# [TASKS TO CARRY OUT]
A) Answer these questions from the abstract on China and the middle-income trap:
(i) Over how many years has China experienced tremendous growth?
(ii) To which two labels do many commentators attribute China's rapid development?
(iii) How many sets of issues does the article address?
B) Carry the abstract on China and the middle-income trap forward from its final sentence.

China and the middle-income trap: toward a Post Washington, Post Beijing Consensus

Pages 651-673 | Published online: 03 Sep 2014
 

Abstract

Over the last 30 years, China has experienced tremendous growth, with many commentators attributing the rapid development to the ‘China Model’ (CM) or the ‘Beijing Consensus’ (BC). However, in recent years growth has slowed and an ever-increasing number of bears are predicting a financial crisis, economic collapse, and a very hard landing, perhaps even a lost decade a la Japan. All of this has led to heated debate about whether the CM is now exhausted, whether China is caught in ‘the middle-income trap’ (MIT) and whether a new model is needed for the next phase of development where China attempts the difficult transition from middle-income country to high-income country status. This article addresses the following five sets of issues. First, is there a CM or BC? If so, what does it entail, and does it differ from the model followed by other successful countries in East Asia? Second, is there a MIT? Is China stuck in the MIT or perhaps multiple MITs? Third, what adjustments to the economic model are required for China to continue its long march toward becoming a high-income country? Fourth, are political, legal and social reforms also required? If so, will all reforms proceed simultaneously or are reforms likely to be sequenced, with adjustments to the economy preceding reforms in other areas? Fifth, is there now a global convergence on a new model of development for developing countries – a Post-Washington, Post-Beijing Consensus?

Source records

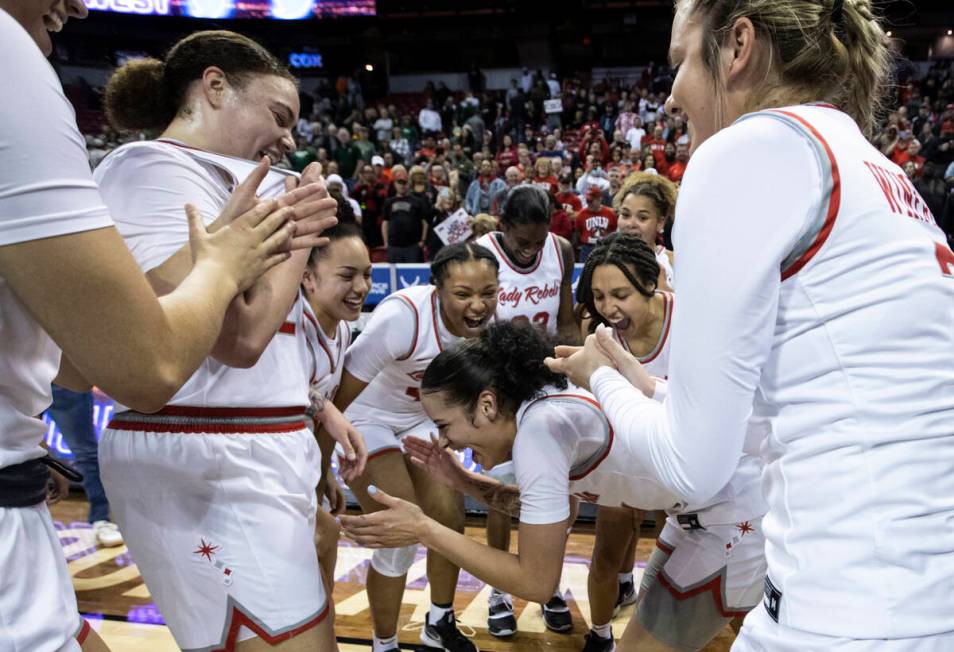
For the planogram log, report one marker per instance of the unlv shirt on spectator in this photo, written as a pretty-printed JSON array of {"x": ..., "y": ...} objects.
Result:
[
  {"x": 594, "y": 225},
  {"x": 570, "y": 201},
  {"x": 46, "y": 190}
]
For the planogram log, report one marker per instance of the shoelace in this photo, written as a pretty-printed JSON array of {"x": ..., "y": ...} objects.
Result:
[{"x": 417, "y": 626}]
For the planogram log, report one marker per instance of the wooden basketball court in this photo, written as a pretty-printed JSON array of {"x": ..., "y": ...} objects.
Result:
[{"x": 114, "y": 598}]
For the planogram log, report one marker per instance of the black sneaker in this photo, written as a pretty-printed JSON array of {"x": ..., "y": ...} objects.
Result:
[
  {"x": 444, "y": 635},
  {"x": 500, "y": 619},
  {"x": 557, "y": 615},
  {"x": 596, "y": 643},
  {"x": 625, "y": 597}
]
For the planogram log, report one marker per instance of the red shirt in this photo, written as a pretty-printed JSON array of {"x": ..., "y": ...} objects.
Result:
[
  {"x": 594, "y": 225},
  {"x": 548, "y": 184},
  {"x": 506, "y": 158},
  {"x": 570, "y": 201},
  {"x": 560, "y": 223}
]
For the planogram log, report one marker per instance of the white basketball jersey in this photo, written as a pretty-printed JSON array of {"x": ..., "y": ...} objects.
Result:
[
  {"x": 665, "y": 264},
  {"x": 326, "y": 354},
  {"x": 152, "y": 221},
  {"x": 859, "y": 470},
  {"x": 741, "y": 498},
  {"x": 394, "y": 395},
  {"x": 531, "y": 294}
]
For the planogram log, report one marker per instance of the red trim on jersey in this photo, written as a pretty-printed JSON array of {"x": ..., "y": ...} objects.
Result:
[
  {"x": 668, "y": 301},
  {"x": 506, "y": 258},
  {"x": 417, "y": 319},
  {"x": 609, "y": 444},
  {"x": 321, "y": 340},
  {"x": 239, "y": 619},
  {"x": 665, "y": 547},
  {"x": 434, "y": 311},
  {"x": 713, "y": 586},
  {"x": 556, "y": 246},
  {"x": 383, "y": 451},
  {"x": 84, "y": 631},
  {"x": 834, "y": 200}
]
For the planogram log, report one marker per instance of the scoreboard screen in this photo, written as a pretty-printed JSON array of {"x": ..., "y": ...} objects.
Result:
[{"x": 273, "y": 9}]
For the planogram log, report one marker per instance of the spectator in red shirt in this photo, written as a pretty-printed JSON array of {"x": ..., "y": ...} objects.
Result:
[
  {"x": 657, "y": 144},
  {"x": 507, "y": 155},
  {"x": 678, "y": 167},
  {"x": 594, "y": 222},
  {"x": 543, "y": 177},
  {"x": 565, "y": 196}
]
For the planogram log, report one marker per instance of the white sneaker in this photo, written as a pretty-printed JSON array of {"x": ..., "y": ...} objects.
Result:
[{"x": 107, "y": 534}]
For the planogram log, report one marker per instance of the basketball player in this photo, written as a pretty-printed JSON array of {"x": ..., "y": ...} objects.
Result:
[
  {"x": 336, "y": 283},
  {"x": 201, "y": 487},
  {"x": 380, "y": 394},
  {"x": 68, "y": 283},
  {"x": 536, "y": 286},
  {"x": 838, "y": 327},
  {"x": 644, "y": 205},
  {"x": 617, "y": 287},
  {"x": 496, "y": 396}
]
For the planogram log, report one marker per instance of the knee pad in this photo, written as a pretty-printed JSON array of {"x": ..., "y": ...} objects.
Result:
[{"x": 393, "y": 562}]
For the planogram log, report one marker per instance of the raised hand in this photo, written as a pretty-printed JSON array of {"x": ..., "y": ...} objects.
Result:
[
  {"x": 435, "y": 459},
  {"x": 579, "y": 363},
  {"x": 248, "y": 247},
  {"x": 400, "y": 524}
]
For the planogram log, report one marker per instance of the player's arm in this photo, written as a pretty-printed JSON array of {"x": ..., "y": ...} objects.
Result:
[
  {"x": 566, "y": 321},
  {"x": 388, "y": 336},
  {"x": 87, "y": 292},
  {"x": 443, "y": 465}
]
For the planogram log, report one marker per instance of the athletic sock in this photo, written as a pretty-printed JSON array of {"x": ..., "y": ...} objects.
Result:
[
  {"x": 438, "y": 611},
  {"x": 383, "y": 644},
  {"x": 603, "y": 631}
]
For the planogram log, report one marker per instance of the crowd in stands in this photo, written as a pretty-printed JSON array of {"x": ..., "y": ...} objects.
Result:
[{"x": 405, "y": 164}]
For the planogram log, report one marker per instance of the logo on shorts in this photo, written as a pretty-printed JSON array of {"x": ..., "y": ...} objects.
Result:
[{"x": 207, "y": 550}]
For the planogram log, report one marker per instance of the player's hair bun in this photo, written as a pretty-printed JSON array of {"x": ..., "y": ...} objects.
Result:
[
  {"x": 134, "y": 99},
  {"x": 507, "y": 357}
]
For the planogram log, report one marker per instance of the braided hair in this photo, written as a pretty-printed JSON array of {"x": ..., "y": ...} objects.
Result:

# [SOLVED PROBLEMS]
A)
(i) The last 30 years.
(ii) The 'China Model' (CM) and the 'Beijing Consensus' (BC).
(iii) Five.

B)
Notes

1. By 2009, there were more than 3000 articles available on the internet discussing the China Model and related concepts (Fewsmith Citation2011). Shaun Breslin has made available more than 106 such articles at http://tinyurl.com/chinamodel.

2. The World Bank (Citation1993) cited a number of factors: sound macroeconomic management, including fiscal discipline and control of inflation; high levels of private domestic investment, domestic savings and investment in education; agricultural policies that increased productivity; promotion of exports; flexible labor markets; limited price distortions; openness to foreign technology; a demographic transition from high to low birth rates; politically insulated and reasonably compensated technocratic leaders; a business-friendly environment; and selective state interventions subject to strict performance criteria – although the Bank was ambivalent at best about the positive value of state interventions that deviated from ‘the neo-classical’ model.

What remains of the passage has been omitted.